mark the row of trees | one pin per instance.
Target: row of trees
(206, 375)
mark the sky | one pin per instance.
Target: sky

> [TASK DETAILS]
Give back the whole listing above. Keep every character the same.

> [SOLUTION FOR THIS TASK]
mark the row of trees | one pin per instance.
Target: row of trees
(206, 375)
mark the sky | one pin per instance.
Target: sky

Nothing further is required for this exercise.